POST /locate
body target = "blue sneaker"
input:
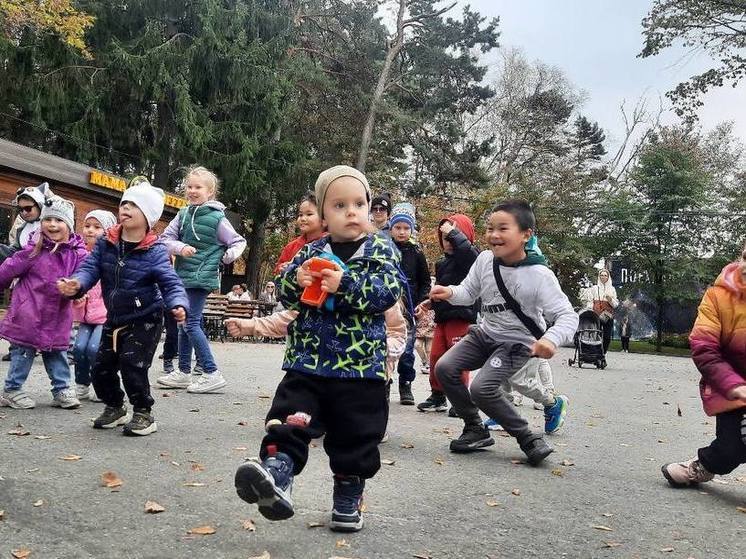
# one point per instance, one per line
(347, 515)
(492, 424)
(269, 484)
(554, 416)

————

EXERCISE REQUIREMENTS —
Reproduce the material above in full, exactly, with no images.

RESULT —
POST /locate
body target = "blue sneaker"
input:
# one point per instance, one per line
(347, 515)
(492, 424)
(269, 484)
(554, 416)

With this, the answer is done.